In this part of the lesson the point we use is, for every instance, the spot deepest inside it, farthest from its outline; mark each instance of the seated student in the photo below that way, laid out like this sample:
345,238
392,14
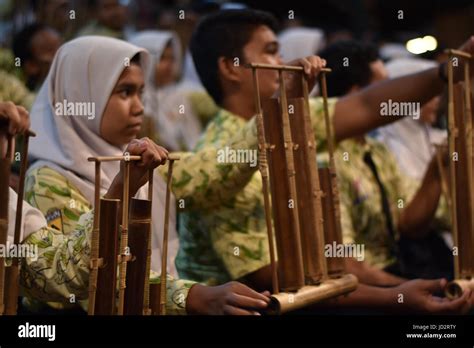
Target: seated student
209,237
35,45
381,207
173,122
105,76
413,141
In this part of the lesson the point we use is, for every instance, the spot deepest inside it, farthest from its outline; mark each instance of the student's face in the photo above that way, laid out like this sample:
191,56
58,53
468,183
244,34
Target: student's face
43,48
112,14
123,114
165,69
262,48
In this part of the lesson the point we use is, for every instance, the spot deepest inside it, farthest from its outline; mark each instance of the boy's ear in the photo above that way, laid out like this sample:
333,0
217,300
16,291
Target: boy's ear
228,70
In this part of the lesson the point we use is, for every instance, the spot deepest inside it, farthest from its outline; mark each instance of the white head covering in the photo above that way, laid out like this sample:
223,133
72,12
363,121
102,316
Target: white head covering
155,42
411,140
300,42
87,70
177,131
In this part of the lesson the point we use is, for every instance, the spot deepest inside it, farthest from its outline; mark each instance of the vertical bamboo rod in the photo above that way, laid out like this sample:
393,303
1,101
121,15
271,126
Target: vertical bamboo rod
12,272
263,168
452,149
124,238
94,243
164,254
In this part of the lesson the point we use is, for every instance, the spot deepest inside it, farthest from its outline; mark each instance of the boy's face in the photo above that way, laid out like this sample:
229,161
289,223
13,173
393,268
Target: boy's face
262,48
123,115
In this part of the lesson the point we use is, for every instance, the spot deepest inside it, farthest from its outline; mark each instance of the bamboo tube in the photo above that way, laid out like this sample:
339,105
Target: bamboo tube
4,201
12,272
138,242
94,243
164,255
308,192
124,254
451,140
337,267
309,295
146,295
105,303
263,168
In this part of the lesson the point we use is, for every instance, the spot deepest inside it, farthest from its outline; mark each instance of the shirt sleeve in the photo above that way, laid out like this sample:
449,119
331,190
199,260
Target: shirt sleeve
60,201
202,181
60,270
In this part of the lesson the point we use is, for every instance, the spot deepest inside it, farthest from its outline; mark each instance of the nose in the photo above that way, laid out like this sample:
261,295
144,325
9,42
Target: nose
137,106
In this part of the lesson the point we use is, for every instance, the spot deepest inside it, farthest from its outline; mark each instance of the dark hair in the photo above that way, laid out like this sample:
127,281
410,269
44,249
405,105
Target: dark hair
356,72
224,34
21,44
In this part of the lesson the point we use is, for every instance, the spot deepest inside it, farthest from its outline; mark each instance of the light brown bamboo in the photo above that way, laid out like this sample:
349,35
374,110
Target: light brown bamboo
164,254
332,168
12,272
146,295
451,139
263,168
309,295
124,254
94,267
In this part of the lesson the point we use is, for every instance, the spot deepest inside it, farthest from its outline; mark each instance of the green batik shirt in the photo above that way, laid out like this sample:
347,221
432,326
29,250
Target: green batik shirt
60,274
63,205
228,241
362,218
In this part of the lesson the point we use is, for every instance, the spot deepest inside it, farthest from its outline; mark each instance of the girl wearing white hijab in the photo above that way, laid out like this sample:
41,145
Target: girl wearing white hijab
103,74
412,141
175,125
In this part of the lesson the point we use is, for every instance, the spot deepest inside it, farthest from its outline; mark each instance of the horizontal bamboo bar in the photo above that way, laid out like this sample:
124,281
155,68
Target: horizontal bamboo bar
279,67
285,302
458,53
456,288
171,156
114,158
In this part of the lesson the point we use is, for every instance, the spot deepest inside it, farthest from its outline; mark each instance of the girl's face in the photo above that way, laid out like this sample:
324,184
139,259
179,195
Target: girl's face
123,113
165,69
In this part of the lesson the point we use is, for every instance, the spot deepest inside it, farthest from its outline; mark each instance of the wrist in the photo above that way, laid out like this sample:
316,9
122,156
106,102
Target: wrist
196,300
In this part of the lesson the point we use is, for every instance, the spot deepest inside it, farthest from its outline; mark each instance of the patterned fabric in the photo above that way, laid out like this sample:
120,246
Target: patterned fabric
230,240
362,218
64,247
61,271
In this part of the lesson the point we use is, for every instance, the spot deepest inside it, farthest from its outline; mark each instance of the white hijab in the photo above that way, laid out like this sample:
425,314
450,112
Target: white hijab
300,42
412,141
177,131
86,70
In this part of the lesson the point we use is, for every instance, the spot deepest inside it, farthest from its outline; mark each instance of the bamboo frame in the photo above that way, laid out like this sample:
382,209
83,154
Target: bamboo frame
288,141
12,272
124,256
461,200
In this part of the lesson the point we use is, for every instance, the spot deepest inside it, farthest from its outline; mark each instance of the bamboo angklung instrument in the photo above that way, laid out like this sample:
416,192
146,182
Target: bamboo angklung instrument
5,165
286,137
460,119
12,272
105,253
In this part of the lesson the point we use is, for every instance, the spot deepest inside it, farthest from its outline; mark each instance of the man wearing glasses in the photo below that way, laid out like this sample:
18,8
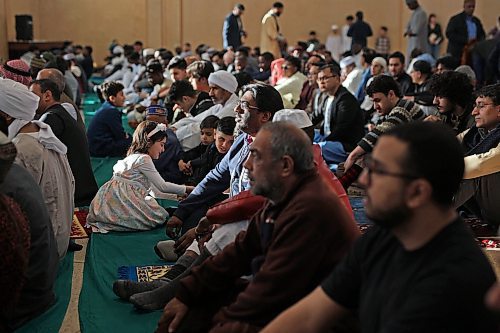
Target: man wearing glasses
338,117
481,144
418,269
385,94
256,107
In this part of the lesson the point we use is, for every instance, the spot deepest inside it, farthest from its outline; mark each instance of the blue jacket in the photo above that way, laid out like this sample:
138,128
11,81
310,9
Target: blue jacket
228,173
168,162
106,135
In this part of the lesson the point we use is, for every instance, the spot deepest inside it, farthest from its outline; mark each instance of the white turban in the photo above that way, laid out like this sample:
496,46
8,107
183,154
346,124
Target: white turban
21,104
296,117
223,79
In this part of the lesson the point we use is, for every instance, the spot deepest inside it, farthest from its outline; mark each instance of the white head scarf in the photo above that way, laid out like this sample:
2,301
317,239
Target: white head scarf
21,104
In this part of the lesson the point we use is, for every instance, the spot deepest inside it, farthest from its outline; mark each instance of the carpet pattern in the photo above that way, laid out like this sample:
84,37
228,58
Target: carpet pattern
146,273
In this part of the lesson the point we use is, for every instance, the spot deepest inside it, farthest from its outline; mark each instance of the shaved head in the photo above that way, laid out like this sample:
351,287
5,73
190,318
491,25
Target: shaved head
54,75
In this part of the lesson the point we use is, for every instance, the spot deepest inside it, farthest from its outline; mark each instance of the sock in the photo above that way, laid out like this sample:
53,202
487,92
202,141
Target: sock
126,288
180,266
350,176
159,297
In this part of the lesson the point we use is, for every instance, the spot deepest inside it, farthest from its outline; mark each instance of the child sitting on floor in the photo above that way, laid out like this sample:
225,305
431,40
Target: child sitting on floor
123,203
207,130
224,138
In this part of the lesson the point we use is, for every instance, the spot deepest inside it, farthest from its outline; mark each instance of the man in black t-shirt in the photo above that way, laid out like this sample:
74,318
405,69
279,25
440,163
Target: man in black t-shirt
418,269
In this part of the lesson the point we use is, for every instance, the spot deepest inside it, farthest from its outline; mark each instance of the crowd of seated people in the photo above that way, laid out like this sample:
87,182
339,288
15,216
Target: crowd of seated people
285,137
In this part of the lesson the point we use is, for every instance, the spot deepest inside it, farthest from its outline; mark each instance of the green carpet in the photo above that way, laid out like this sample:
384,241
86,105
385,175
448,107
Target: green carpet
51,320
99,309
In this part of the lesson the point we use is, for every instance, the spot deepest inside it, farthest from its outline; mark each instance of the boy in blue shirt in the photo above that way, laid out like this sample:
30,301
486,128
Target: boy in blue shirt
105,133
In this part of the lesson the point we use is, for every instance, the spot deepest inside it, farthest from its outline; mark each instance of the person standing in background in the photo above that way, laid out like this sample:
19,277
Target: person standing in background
==
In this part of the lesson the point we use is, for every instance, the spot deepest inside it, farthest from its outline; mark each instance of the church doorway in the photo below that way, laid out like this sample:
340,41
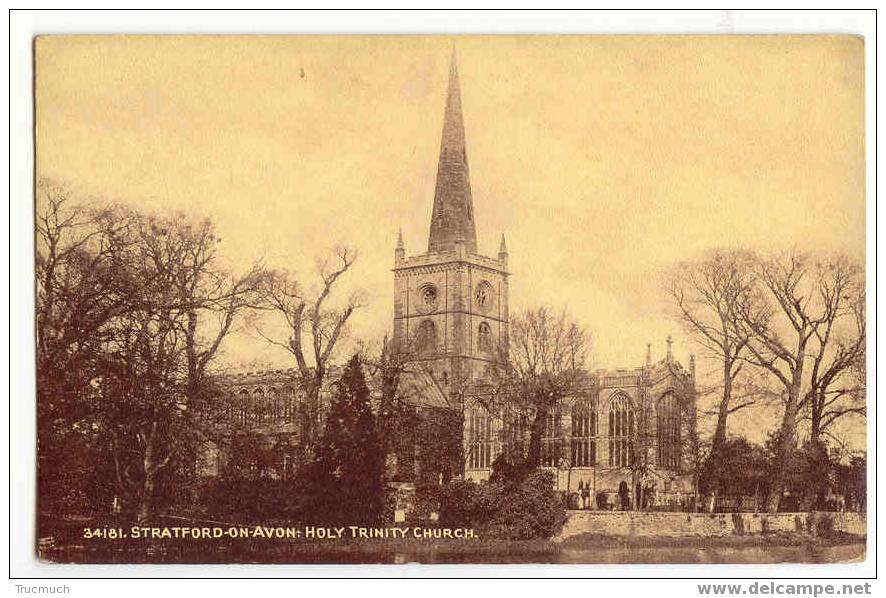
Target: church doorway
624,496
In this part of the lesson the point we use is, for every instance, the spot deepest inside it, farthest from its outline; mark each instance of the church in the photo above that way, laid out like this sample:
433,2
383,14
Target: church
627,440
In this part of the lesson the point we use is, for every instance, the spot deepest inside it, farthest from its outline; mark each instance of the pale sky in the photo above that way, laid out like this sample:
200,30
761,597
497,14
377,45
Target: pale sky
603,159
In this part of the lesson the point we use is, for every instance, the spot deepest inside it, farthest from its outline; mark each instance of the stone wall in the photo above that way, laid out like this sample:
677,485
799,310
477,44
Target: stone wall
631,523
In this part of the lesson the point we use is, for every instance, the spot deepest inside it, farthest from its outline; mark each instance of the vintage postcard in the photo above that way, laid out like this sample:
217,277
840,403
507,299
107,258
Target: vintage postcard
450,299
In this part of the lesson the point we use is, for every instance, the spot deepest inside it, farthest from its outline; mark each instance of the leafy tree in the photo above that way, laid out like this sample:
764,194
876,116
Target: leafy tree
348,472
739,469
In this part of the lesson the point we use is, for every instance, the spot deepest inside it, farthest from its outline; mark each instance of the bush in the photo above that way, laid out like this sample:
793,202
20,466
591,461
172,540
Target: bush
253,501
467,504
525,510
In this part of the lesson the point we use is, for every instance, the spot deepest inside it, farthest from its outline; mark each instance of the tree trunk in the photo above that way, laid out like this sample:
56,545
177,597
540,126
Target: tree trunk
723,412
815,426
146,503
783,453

• **REQUIREMENT**:
Copy out, word for word, the lines between the one holding "of the girl's" and the one holding "Target: girl's face", inclusive.

• **SOLUTION FOR THIS PROBLEM**:
In this part of the lesson the point we use is, for every instance, the spot deepest inside it, farthest from its outline; mark each instance of the girl's face in the photo above that way, laid out like this sample:
324,184
139,259
179,195
Target: girl's face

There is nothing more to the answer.